Records START

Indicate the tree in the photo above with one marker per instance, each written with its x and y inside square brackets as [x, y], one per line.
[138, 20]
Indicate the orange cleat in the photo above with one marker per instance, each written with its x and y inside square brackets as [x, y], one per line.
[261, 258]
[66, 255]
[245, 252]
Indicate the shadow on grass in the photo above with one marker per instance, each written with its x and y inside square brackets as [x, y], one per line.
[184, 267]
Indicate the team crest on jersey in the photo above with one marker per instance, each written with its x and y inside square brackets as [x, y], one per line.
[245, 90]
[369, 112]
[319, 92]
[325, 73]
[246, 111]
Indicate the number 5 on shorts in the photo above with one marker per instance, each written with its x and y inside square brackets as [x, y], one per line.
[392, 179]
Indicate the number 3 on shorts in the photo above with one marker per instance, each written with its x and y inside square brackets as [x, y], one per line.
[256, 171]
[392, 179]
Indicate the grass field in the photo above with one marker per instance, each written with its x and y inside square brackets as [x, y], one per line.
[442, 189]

Records END

What you have to do
Could you copy out every record above exactly as it appears?

Result of the exercise
Indicate the tree in the photo above with one marker per instance, each written with its x and y inside square brackets as [x, y], one per line.
[138, 20]
Indicate the orange cleat in the photo above with one marker per instance, each written with its x and y inside square brackets as [x, y], one per line.
[261, 258]
[66, 255]
[245, 252]
Indicate the shadow on grass in the photo above with one marker per instance, each written with its x and y inside square brackets as [x, y], one per line.
[184, 267]
Indicate the team crest on jersey in the photo above with one marker per instance, each written with its x and y inside square brackets as [x, y], one per line.
[245, 90]
[369, 112]
[319, 92]
[325, 73]
[246, 111]
Indicate the number 5 on shorts in the photo above with one marker per instance, each written with its x and y inside square brackets as [x, y], one per line.
[392, 179]
Indicate the number 3 on shorts in the photo above with one marker per instance, each written with its x and y inside square brackets as [x, y], one per line.
[256, 171]
[392, 179]
Indicate the grass field in the photo above with one marker per instance, each written with its x and y inside square brackets as [x, y], one per line.
[442, 189]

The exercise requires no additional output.